### Given task
Leave out the pictures, and quote exactly the lines running from the one with "of the gloved" through the last line of the entries below.

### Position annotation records
>> Begin
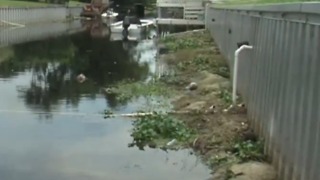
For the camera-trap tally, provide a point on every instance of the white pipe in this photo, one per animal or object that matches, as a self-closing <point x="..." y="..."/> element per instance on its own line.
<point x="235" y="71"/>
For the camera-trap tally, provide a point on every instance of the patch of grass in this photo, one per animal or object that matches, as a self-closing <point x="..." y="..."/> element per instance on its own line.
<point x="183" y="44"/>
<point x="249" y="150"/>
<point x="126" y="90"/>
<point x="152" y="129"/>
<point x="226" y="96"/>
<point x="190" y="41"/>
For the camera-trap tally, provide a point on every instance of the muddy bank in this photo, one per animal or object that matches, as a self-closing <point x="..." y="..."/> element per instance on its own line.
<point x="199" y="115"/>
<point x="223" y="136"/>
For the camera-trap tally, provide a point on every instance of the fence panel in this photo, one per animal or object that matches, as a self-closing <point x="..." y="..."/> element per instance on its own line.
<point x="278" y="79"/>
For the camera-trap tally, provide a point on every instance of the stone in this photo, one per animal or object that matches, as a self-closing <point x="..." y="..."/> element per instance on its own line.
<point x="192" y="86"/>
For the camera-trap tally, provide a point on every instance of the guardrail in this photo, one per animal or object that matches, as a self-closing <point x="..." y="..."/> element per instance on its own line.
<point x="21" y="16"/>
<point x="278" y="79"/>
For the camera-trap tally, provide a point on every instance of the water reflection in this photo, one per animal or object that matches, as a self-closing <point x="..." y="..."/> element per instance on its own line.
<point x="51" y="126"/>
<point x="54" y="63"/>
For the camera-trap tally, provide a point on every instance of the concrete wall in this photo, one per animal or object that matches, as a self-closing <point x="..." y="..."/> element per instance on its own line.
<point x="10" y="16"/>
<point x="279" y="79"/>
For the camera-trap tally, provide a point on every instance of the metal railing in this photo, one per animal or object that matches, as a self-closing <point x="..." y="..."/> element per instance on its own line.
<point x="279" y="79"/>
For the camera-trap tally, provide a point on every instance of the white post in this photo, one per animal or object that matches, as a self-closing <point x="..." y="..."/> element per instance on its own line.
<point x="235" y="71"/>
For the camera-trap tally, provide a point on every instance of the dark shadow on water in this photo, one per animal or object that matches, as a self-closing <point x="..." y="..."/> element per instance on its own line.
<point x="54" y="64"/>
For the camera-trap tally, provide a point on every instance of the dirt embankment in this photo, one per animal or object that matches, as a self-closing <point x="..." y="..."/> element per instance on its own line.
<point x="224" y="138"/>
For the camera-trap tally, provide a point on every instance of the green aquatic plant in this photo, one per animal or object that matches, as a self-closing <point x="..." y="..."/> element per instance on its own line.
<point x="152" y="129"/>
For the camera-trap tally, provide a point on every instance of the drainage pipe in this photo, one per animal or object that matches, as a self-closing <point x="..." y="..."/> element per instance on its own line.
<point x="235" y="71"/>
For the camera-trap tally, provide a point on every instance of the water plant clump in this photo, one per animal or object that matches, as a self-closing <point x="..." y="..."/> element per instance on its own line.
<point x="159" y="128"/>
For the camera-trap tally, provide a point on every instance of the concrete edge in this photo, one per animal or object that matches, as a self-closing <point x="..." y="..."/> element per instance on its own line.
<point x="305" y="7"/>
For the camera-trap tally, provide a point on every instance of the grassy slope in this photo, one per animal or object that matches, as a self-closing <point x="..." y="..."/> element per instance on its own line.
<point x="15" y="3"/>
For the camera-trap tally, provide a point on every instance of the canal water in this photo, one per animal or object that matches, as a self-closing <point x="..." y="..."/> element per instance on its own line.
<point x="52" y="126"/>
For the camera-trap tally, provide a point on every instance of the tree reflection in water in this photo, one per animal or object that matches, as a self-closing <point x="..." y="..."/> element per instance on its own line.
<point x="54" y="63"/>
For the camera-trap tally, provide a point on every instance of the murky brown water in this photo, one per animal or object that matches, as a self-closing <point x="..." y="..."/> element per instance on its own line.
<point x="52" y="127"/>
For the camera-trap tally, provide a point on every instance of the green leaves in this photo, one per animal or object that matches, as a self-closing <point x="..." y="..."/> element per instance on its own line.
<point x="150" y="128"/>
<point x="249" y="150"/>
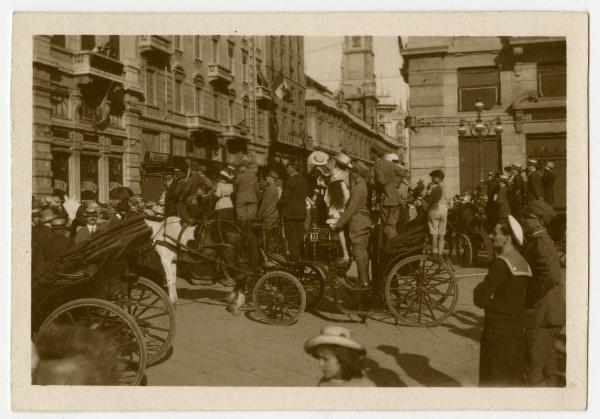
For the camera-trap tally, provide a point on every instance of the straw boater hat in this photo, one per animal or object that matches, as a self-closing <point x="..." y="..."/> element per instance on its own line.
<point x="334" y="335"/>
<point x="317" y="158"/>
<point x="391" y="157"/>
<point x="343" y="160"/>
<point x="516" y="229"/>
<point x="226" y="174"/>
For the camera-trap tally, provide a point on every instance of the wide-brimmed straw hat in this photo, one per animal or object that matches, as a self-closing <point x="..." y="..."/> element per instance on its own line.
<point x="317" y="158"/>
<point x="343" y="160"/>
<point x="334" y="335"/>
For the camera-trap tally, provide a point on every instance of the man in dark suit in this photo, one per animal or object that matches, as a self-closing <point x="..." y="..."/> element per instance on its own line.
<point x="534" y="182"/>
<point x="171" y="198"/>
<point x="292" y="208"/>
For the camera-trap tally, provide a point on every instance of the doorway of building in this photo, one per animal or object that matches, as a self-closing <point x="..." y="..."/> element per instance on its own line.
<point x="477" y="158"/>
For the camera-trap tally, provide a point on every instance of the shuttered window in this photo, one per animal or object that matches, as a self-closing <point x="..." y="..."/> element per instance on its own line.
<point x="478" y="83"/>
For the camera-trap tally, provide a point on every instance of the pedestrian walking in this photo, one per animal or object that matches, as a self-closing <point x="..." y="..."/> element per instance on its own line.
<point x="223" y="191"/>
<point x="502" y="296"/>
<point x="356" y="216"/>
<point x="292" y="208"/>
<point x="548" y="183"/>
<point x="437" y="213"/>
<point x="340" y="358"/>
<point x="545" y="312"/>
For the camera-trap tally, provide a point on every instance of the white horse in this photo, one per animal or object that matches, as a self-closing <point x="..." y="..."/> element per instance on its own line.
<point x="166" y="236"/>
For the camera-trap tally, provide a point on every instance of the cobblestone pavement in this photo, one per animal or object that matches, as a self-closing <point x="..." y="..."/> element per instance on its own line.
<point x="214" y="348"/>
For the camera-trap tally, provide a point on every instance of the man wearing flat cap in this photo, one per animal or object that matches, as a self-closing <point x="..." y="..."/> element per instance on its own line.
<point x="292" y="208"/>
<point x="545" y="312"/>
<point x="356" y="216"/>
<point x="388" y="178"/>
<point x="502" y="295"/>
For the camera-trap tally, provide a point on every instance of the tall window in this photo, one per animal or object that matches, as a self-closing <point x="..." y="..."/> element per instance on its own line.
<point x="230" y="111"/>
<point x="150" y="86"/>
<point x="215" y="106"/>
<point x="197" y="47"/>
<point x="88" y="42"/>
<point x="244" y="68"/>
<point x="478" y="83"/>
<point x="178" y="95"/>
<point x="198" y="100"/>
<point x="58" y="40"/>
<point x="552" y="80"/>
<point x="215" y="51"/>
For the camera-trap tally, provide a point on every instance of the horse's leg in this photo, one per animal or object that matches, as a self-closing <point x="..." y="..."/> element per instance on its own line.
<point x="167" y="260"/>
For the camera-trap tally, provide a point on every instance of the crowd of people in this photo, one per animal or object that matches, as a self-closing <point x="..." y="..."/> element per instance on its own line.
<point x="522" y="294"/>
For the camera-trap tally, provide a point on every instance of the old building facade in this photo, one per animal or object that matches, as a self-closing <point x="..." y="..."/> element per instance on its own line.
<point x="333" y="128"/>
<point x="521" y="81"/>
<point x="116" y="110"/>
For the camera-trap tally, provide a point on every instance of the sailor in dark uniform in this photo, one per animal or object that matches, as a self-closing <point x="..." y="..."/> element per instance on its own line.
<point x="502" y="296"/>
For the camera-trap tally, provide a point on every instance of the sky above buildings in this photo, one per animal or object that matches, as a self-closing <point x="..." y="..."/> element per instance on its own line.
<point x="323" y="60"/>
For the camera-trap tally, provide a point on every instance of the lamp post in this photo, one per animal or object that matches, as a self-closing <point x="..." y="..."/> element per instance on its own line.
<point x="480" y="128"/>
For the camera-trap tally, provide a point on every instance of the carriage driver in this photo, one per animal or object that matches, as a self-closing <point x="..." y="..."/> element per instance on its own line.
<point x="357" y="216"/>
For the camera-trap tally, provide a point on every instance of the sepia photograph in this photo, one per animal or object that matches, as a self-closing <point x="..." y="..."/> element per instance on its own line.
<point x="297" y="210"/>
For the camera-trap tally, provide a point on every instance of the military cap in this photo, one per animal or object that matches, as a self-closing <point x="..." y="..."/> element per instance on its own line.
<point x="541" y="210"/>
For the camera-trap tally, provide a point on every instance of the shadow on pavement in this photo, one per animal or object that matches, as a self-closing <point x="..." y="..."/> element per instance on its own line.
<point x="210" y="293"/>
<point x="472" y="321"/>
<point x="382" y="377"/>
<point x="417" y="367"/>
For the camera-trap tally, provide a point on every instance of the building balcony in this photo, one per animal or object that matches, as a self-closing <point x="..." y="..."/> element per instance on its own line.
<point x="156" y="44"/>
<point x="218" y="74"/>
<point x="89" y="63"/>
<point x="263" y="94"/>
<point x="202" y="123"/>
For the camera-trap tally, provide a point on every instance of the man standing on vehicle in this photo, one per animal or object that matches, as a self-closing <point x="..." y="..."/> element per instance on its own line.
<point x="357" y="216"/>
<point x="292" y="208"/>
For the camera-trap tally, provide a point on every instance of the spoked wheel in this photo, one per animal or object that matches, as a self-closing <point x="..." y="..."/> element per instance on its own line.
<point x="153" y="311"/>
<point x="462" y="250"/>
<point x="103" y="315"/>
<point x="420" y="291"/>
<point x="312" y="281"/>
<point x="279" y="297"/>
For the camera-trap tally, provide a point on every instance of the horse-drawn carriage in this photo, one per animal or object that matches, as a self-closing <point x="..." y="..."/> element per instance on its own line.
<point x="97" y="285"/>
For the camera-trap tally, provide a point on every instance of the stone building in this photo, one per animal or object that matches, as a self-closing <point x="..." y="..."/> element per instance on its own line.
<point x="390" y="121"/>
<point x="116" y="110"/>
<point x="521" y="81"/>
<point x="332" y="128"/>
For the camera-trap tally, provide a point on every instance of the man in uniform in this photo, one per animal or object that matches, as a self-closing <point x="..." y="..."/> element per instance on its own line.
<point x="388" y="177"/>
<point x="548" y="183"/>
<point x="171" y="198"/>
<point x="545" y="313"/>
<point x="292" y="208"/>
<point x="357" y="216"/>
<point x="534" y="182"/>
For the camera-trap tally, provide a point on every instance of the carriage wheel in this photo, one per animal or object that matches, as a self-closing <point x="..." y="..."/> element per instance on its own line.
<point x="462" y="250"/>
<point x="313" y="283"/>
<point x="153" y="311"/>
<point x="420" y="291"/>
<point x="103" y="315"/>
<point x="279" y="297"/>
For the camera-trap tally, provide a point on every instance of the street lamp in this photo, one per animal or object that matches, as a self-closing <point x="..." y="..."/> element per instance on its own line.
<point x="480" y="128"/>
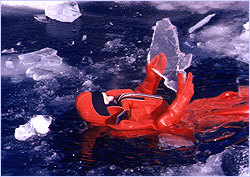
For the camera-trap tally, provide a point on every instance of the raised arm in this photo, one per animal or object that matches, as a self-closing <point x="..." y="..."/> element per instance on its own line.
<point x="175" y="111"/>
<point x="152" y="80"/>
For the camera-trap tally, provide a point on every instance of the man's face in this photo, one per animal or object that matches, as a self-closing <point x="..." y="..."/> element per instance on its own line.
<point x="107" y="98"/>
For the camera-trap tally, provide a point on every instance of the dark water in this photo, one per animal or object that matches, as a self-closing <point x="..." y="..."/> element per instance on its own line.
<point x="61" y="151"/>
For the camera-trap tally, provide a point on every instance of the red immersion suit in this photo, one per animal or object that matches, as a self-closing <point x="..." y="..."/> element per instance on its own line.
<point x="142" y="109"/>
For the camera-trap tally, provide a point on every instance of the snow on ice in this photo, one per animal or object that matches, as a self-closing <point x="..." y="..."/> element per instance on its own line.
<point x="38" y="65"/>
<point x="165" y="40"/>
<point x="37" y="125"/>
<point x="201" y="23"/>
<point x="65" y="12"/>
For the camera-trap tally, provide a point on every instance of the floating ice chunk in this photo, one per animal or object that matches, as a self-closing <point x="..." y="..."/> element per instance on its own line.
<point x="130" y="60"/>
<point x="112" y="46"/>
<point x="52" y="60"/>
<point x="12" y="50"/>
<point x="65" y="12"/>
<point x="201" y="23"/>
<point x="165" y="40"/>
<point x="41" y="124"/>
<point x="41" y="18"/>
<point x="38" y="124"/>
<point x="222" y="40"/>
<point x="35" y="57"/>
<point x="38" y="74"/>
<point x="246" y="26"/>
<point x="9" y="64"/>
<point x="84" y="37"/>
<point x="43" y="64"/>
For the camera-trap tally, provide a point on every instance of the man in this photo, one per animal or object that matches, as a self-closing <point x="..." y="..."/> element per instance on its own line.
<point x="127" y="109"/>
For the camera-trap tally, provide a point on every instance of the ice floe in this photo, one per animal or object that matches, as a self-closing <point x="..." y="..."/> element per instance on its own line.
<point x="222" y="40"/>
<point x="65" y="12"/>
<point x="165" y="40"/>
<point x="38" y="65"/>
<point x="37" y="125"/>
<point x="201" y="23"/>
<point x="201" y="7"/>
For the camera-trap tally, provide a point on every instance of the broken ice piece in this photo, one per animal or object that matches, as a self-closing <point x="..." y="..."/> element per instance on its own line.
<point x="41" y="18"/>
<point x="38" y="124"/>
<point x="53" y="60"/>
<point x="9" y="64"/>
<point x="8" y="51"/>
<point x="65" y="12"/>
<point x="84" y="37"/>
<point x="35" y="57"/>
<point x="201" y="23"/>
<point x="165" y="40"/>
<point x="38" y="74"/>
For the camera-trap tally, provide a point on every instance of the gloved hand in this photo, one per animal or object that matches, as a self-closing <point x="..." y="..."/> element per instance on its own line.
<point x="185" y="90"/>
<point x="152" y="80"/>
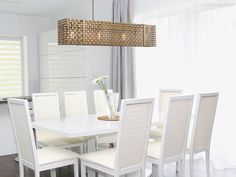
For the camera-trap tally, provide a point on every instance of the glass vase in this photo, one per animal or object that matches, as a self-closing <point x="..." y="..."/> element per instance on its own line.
>> End
### Task response
For the camera-trap tally, provide a point on every instance of the gloved hand in this photo, one per animal or object that matches, as a self-closing <point x="..." y="..."/> element per instance on its own line.
<point x="185" y="90"/>
<point x="152" y="80"/>
For the camera-trap tally, provide a point on every instance of the glass vase in this photo, one per animal or object that matches, as a self-closing <point x="..." y="..."/> element per instance on its own line.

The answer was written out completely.